WHAT IS EXPECTED.
Below is a set of records; print all of them exactly as written.

^^^^^^^^^^^^^^^^

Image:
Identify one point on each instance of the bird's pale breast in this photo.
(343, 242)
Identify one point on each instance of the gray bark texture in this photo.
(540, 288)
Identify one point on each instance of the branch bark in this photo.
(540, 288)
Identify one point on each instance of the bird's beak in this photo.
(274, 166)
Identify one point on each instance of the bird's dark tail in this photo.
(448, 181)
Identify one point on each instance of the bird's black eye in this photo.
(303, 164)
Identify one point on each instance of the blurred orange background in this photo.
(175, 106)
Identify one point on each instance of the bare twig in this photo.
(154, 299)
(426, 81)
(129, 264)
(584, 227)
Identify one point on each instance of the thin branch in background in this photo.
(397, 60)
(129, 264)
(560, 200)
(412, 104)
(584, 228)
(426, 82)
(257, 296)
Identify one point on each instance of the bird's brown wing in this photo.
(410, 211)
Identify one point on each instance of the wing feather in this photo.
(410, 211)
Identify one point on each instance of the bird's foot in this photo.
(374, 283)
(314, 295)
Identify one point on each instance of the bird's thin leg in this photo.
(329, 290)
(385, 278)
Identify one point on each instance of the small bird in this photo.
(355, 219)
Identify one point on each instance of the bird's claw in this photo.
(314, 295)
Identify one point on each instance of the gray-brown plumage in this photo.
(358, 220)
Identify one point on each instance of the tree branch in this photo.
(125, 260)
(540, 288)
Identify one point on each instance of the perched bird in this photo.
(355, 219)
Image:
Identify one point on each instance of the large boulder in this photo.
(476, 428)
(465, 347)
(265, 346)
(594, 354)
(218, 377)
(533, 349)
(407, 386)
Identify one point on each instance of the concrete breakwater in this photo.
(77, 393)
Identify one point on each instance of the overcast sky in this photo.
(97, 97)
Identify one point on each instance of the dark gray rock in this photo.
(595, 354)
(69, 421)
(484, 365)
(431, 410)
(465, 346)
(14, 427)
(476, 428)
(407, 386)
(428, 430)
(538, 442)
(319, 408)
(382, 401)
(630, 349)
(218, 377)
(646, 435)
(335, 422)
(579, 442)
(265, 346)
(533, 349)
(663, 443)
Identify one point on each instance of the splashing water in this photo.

^^^^^^^^^^^^^^^^

TASK ANSWER.
Image:
Identify one point on each instance of the bird's pale breast in this photo.
(343, 242)
Identify one point on each instance of the gray bark texture in this photo.
(540, 288)
Identify one point on each instance of the branch bark in this photo.
(540, 288)
Identify one point on each instance of the bird's beak in this photo.
(274, 166)
Identify one point on each instance of the bird's dark tail in this photo.
(448, 181)
Identify one point on each instance of the bird's black eye in this photo.
(303, 164)
Identify one point on each instance of the blurred orange background in this photo.
(175, 106)
Identify one point on each instance of the bare twig in this photo.
(154, 299)
(426, 81)
(129, 264)
(584, 227)
Identify one point on each instance of the thin branch in background in this photo.
(397, 60)
(129, 264)
(560, 200)
(412, 104)
(584, 228)
(426, 82)
(257, 296)
Identify one point on each instance of the bird's brown wing in this photo.
(410, 211)
Identify one point on each instance of the wing feather in this photo.
(410, 211)
Identify one point on each instance of the bird's foot in this photo.
(374, 283)
(314, 295)
Identify one point on each instance of the bird's thin leg in this photo.
(329, 290)
(385, 278)
Identify one point on each instance of the small bird in this photo.
(355, 219)
Identify one point on each instance of the bird's claw in this photo.
(314, 295)
Identify one point on each instance of the gray-brown plumage in this photo.
(358, 220)
Identify one point on each instance of the tree branch in this photo.
(125, 260)
(540, 288)
Identify one point on each instance of the perched bird in this photo.
(355, 219)
Image:
Identify one point on each instance of the large boulder in this photo.
(476, 428)
(465, 347)
(265, 346)
(594, 354)
(218, 377)
(533, 349)
(407, 386)
Identify one point on each instance of the concrete breakwater in this photo.
(77, 393)
Identify one point on each instance of the overcast sky in this photo.
(97, 97)
Identify one point on each instance of the dark gray rock in this photo.
(595, 354)
(69, 421)
(484, 365)
(431, 410)
(465, 346)
(14, 427)
(476, 428)
(407, 386)
(428, 430)
(538, 442)
(319, 408)
(382, 401)
(630, 349)
(218, 377)
(646, 435)
(335, 422)
(579, 442)
(265, 346)
(533, 349)
(663, 443)
Identify one point on each instance of the splashing water in this photo.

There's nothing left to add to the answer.